---------- Record set ----------

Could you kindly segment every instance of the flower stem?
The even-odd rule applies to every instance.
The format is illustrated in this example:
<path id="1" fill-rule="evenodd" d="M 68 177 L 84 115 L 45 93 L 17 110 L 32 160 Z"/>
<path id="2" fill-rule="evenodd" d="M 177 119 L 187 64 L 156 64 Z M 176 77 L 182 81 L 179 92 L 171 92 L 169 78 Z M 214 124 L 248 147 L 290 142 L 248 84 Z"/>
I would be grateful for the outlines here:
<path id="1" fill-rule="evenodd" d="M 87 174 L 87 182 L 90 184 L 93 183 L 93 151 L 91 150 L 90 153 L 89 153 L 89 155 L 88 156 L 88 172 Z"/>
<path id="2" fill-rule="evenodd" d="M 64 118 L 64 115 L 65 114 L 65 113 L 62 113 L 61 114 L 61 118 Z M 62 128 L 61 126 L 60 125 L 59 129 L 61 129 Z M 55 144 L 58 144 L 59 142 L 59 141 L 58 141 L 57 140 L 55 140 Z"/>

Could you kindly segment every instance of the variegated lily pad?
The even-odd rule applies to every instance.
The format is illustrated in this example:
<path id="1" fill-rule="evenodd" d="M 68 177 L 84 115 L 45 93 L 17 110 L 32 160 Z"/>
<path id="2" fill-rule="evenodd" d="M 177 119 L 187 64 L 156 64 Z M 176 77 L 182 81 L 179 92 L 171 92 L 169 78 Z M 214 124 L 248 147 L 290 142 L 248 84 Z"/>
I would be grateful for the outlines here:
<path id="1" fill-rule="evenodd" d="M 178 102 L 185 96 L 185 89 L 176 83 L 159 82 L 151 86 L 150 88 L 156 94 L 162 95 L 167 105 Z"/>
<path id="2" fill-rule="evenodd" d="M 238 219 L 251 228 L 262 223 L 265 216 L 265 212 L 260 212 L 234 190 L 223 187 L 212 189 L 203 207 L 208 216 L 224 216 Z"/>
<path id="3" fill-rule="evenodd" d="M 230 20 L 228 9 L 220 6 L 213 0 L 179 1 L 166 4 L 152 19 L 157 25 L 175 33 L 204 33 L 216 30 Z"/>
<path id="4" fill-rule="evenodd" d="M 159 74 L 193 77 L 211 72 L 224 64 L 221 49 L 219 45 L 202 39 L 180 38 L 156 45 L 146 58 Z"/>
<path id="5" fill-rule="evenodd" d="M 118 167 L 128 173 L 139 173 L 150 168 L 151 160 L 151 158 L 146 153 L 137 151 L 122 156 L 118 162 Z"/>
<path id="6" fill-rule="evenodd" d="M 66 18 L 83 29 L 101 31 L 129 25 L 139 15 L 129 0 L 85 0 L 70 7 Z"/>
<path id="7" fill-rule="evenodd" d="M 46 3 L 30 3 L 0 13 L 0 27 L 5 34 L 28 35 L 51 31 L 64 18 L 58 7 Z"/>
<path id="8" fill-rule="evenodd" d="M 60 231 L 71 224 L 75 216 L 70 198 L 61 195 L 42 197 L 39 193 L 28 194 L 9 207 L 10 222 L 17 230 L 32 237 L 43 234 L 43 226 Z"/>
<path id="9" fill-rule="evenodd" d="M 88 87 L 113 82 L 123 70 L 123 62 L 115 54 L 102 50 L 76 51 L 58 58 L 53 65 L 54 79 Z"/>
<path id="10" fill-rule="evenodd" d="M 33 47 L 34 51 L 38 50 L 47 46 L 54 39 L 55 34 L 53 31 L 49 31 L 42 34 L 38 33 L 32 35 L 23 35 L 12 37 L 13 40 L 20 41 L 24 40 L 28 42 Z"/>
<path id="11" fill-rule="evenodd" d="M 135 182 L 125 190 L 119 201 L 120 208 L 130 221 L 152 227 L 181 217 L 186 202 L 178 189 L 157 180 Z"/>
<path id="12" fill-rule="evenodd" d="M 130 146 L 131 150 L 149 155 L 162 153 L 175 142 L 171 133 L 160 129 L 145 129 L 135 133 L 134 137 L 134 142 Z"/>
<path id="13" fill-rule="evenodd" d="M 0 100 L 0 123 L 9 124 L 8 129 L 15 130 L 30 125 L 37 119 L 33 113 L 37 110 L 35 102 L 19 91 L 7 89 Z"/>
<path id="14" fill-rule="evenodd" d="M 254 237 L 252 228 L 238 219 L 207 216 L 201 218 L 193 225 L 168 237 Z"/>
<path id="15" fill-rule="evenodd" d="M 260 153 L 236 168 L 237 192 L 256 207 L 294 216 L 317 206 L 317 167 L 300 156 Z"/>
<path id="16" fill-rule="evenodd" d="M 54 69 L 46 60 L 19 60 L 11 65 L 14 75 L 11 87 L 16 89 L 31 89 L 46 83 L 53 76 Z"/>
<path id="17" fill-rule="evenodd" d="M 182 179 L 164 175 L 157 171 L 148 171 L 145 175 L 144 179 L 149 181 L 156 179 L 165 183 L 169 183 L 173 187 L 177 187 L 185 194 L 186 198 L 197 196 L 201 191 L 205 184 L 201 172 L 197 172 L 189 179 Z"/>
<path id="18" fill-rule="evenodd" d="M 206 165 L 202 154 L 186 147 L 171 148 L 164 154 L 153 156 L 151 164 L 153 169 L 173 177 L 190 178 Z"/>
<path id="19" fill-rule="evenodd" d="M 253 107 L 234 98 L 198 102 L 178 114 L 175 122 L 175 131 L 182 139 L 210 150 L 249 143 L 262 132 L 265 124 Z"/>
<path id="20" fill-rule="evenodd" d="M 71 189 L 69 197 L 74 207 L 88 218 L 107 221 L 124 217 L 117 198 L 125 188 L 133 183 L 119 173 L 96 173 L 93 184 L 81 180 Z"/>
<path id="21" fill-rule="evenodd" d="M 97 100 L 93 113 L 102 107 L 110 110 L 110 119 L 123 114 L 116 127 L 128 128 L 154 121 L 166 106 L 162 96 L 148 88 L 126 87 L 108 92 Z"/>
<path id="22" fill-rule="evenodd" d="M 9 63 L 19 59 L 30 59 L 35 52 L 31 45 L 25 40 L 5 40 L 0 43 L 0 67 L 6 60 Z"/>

----------

#### Your instructions:
Lay out as a Markdown table with columns No. and Line the lines in the entries above, starting with the line that contains "Could you kindly segment every instance of the variegated" and going on through the line that contains "130 146 L 131". Give each line a row number and leave out blank lines.

#### Written answer:
| No. | Line |
|---|---|
| 1 | Could you kindly segment every instance of the variegated lily pad? |
| 2 | The even-odd rule applies to every instance. |
| 3 | The format is illustrated in this example: |
| 4 | <path id="1" fill-rule="evenodd" d="M 68 177 L 84 115 L 45 93 L 17 110 L 32 160 Z"/> |
| 5 | <path id="2" fill-rule="evenodd" d="M 177 119 L 187 64 L 156 64 Z M 176 77 L 182 81 L 179 92 L 171 92 L 169 78 Z M 214 124 L 248 147 L 290 142 L 248 84 Z"/> |
| 6 | I would be grateful for the outlines here: |
| 7 | <path id="1" fill-rule="evenodd" d="M 178 102 L 185 96 L 185 89 L 176 83 L 159 82 L 151 86 L 150 88 L 156 94 L 162 95 L 167 105 Z"/> |
| 8 | <path id="2" fill-rule="evenodd" d="M 238 219 L 251 228 L 262 223 L 265 216 L 265 212 L 260 212 L 234 190 L 223 187 L 212 189 L 203 207 L 208 216 L 224 216 Z"/> |
| 9 | <path id="3" fill-rule="evenodd" d="M 230 20 L 228 9 L 220 6 L 213 0 L 179 1 L 166 4 L 152 19 L 157 25 L 175 33 L 204 33 L 216 30 Z"/> |
| 10 | <path id="4" fill-rule="evenodd" d="M 159 74 L 193 77 L 211 72 L 224 64 L 221 49 L 219 45 L 202 39 L 180 38 L 156 45 L 146 58 Z"/> |
| 11 | <path id="5" fill-rule="evenodd" d="M 118 167 L 128 173 L 139 173 L 150 168 L 151 160 L 151 158 L 146 153 L 137 151 L 122 156 L 118 162 Z"/> |
| 12 | <path id="6" fill-rule="evenodd" d="M 66 18 L 83 29 L 101 31 L 129 25 L 139 15 L 129 0 L 85 0 L 70 7 Z"/> |
| 13 | <path id="7" fill-rule="evenodd" d="M 46 3 L 30 3 L 0 13 L 0 27 L 5 34 L 28 35 L 51 31 L 64 18 L 58 7 Z"/> |
| 14 | <path id="8" fill-rule="evenodd" d="M 60 231 L 71 224 L 75 216 L 70 198 L 61 195 L 42 197 L 39 193 L 28 194 L 9 207 L 10 222 L 17 230 L 32 237 L 43 234 L 43 226 Z"/> |
| 15 | <path id="9" fill-rule="evenodd" d="M 88 87 L 113 82 L 123 70 L 123 62 L 115 54 L 102 50 L 76 51 L 58 58 L 53 65 L 54 79 Z"/> |
| 16 | <path id="10" fill-rule="evenodd" d="M 33 47 L 34 51 L 38 50 L 47 46 L 54 39 L 55 34 L 53 31 L 49 31 L 42 34 L 38 33 L 32 35 L 23 35 L 12 37 L 13 40 L 20 41 L 24 40 L 28 42 Z"/> |
| 17 | <path id="11" fill-rule="evenodd" d="M 135 182 L 125 190 L 119 201 L 120 208 L 130 221 L 152 227 L 181 217 L 186 202 L 178 189 L 157 180 Z"/> |
| 18 | <path id="12" fill-rule="evenodd" d="M 130 146 L 131 150 L 149 155 L 162 153 L 175 142 L 171 133 L 160 129 L 145 129 L 135 133 L 134 137 L 134 142 Z"/> |